_Passage to read_
::::

In effect, repeal of Corn Laws protectionism opened the floodgates throughout the British Empire to a “cheap labor policy.” The only ones to benefit, following an initial surge of cheap food prices in England, were the international trading houses

and merchant banks which financed them. The class separations of British society were aggravated by a growing separation of a tiny number of very wealthy from the growing masses of very poor, as a lawful consequence of “free trade.”


The name given the political doctrine which rationalized the brutal economic policy was English Liberalism. In essence, English Liberalism, as it was defined towards the end of the 19th century, justified development of an ever more powerful imperial elite class, ruling on behalf of the “vulgar ignorant masses”, who could not be entrusted to rule on their own behalf.


Unlike the empires of France or other nations, Britain modelled its post-Waterloo empire on an extremely sophisticated marriage between top bankers and financiers in the City of London, Government cabinet ministers, heads of key industrial companies deemed strategic to the national interest, and the heads of espionage services….The covert marriage of private commercial power with government in the “free trade” era after 1846 was the secret of British hegemony.


However, as a direct consequence of this British free trade transformation, a deep economic depression began by the early 1870s in England following a financial panic. The Free Trade doctrine had been premised on the assumption that British influence could ensure that same dogma became economic policy in all the world’s major trading nations. That homogeneity was not to be won…


Following a severe London banking panic in 1857, the City of London banking establishment including the directors of the Bank of England resolved on a novel device intended to prevent future outflows of gold from London Banks. The Panic of 1857 resulted from a foreign run on the international gold reserves held by the Bank of England. The run collapsed bank credit in the City and across the country. In response to the crisis, the English authorities devised a policy which resulted in a simple if dangerous evolution of central bank practice.

::::

_Items_

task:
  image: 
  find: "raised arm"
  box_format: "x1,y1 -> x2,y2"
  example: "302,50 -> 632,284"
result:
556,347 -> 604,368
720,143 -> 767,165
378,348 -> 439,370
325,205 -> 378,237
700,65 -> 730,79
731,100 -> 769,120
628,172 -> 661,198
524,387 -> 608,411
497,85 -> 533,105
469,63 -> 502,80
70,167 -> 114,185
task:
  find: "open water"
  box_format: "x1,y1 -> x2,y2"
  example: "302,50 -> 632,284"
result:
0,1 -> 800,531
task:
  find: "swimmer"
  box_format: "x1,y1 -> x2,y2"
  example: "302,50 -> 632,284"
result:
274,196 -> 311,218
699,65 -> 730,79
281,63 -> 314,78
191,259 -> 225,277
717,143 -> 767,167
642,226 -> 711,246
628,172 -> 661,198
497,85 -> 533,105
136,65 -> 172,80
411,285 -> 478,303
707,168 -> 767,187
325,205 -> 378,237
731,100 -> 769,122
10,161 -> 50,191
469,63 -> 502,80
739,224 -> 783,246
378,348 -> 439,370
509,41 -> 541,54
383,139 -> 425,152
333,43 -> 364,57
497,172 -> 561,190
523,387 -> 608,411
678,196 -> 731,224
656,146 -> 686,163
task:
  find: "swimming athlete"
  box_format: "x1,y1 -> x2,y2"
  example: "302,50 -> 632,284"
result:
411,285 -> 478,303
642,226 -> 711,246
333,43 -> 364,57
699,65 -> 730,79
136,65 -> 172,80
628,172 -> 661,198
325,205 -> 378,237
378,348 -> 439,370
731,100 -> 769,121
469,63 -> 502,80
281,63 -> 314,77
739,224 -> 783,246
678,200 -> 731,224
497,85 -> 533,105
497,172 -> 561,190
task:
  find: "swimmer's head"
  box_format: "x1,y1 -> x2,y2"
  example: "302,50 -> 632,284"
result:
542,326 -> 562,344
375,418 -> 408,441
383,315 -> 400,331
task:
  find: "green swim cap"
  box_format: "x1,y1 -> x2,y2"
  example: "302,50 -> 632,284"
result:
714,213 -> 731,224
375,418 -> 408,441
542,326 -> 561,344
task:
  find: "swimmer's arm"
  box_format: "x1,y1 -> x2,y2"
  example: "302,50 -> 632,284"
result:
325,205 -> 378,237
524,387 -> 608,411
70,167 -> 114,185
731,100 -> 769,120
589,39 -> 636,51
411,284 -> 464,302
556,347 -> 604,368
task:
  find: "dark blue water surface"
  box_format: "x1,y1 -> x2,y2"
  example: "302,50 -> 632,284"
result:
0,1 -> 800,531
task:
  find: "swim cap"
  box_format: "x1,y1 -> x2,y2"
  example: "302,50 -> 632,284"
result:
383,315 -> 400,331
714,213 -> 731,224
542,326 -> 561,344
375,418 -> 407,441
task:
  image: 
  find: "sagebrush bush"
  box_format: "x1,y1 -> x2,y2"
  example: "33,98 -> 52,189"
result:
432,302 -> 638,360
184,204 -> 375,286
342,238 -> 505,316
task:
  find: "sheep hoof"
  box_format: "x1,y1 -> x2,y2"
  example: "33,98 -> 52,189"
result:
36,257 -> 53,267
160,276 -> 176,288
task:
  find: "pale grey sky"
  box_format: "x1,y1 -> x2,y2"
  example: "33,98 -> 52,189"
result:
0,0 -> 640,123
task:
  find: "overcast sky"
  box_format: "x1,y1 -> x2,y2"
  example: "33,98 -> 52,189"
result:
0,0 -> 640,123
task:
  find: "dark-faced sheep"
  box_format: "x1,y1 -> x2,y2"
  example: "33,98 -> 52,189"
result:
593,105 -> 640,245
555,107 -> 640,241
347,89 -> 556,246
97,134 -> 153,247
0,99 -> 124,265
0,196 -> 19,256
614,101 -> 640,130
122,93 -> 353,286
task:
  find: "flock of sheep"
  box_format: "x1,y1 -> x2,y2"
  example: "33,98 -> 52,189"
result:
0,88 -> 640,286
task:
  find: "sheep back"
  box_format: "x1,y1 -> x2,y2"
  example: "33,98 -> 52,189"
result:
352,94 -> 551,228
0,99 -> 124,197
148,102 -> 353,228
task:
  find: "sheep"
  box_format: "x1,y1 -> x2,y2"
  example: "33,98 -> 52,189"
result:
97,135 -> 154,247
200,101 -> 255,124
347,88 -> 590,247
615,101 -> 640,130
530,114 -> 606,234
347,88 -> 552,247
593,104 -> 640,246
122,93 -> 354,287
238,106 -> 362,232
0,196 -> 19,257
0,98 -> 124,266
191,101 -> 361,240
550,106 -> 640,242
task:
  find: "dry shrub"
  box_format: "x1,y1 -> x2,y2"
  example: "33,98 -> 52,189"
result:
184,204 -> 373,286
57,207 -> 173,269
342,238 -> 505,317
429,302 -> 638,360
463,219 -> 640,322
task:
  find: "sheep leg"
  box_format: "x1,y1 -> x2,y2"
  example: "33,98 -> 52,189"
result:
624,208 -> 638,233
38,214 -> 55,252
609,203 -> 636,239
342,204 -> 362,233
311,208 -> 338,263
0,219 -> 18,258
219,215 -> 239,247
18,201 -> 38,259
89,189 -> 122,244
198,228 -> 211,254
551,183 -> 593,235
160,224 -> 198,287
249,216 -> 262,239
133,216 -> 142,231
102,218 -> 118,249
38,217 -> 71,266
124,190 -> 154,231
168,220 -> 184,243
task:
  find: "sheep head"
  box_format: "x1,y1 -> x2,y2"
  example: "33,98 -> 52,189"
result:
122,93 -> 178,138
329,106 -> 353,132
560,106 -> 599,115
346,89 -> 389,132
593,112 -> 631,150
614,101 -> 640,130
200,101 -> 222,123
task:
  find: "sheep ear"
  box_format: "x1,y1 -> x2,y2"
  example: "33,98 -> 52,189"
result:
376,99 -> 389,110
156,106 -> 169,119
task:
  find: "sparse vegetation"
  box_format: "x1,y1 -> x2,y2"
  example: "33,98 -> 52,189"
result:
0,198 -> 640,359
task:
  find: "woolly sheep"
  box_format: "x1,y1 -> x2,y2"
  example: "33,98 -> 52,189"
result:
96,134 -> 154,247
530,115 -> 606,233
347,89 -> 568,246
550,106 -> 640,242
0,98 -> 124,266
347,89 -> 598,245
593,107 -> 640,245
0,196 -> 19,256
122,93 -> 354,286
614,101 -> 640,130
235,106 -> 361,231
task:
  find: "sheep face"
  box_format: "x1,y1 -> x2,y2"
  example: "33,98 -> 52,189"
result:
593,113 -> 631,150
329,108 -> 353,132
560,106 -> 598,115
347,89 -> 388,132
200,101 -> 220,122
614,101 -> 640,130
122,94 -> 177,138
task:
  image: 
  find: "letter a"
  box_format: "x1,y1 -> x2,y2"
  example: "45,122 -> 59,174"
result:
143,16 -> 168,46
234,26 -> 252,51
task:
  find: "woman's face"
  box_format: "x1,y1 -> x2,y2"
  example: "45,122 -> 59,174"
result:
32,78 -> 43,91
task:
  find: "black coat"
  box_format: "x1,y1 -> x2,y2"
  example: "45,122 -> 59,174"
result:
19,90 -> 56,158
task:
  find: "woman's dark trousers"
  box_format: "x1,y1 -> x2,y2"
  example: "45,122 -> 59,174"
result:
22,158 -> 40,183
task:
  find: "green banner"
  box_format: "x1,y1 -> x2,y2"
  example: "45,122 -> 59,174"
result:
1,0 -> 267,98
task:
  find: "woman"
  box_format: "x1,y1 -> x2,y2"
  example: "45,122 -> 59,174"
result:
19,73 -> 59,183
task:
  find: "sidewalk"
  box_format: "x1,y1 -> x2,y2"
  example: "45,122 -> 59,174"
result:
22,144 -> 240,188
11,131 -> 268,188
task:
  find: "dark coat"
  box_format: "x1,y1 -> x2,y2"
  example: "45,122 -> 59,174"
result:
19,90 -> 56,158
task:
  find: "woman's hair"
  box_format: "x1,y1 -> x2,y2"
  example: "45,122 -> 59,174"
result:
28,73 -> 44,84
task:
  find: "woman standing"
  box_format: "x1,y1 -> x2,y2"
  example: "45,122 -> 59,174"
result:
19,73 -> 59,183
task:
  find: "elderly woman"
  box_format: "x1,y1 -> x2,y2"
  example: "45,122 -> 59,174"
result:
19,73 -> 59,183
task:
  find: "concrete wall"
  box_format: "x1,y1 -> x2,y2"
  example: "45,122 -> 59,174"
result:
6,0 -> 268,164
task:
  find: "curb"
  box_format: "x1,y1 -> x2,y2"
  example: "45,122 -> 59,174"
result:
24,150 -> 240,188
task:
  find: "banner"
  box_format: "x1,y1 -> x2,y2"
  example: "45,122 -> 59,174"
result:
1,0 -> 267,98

::::

_Required actions_
1/ Which groups does the passage on British free trade say were joined in the "sophisticated marriage" on which Britain modelled its post-Waterloo empire? List each one.
2/ Carry the passage on British free trade and the Panic of 1857 forward from its final sentence.

_Answers for this exercise_
1/
- Top bankers and financiers in the City of London
- Government cabinet ministers
- Heads of key industrial companies deemed strategic to the national interest
- Heads of espionage services

2/
The Bank of England, a private holding controlled not by the Government at the time but rather by the financial interests of the City, realized if it merely raised its central bank discount or interest rate to a sufficiently high level relative to rates in competing trading countries which at any time might be draining Britain’s gold reserves, then the drain would cease and eventually, if rates were driven sufficiently high, gold would again flow back into the banks of the City of London from Berlin, or New York or Paris or Moscow.


This interest rate policy was a powerful weapon in central banking which gave the Bank of England a decisive advantage over rivals. No matter that the usurious high interest rates created devastating depression in British manufacture or agriculture; the dominant faction in British economic policy increasingly after the 1846 Corn Laws repeal, was not industry or agriculture, but finance and international trade. In order to ensure the supremacy of British international banking, those bankers were willing to sacrifice domestic industry and investment.


But the consequences for British industry of this new Bank of England interest rate policy came home with a vengeance with the Great Depression which hit Britain in 1873 and lasted until 1896…


The lack of capital investment into British manufactures was evident already at the International Exhibition of 1867, where products from entirely new manufactures of machinery, even textiles from Germany and elsewhere, clearly overshadowed the stagnant technological levels of British manufacture, only two decades before the world leader. Export of British iron and steel, coal and other products declined in this period. The period of Britain’s easy leadership among the world’s industrial nations, by the 1890’s was clearly over…


After 1873’s economic downturn, British efforts to spread “free trade” became markedly less successful as nations of Continental Europe led by Germany initiated a series of economic protectionist measures which allowed them to unleash the most dramatic rates of industrial growth seen in the past 200 years.

Towards the final decade of the 19th century, British banking and political elites had begun to express the first signs of alarm over two specific aspects of the impressive industrial development of Germany. The first was emergence of an independent, modern German merchant and military naval fleet. Since 1815 and the Vienna Congress, the English Navy had been unchallenged lord of the seas.


The second strategic alarm was sounded over an ambitious German project to construct a railway linking Berlin with, ultimately, Baghdad, then part of the Ottoman Empire…


By the 1890s, British industry had been surpassed in both rates and quality of technological development by an astonishing emergence of industrial and agricultural development within Germany. With the US concentrated on its own internal expansion after its Civil War, the industrial emergence of Germany was seen increasingly as the largest “threat” to Britain’s global hegemony during the last decade of the century.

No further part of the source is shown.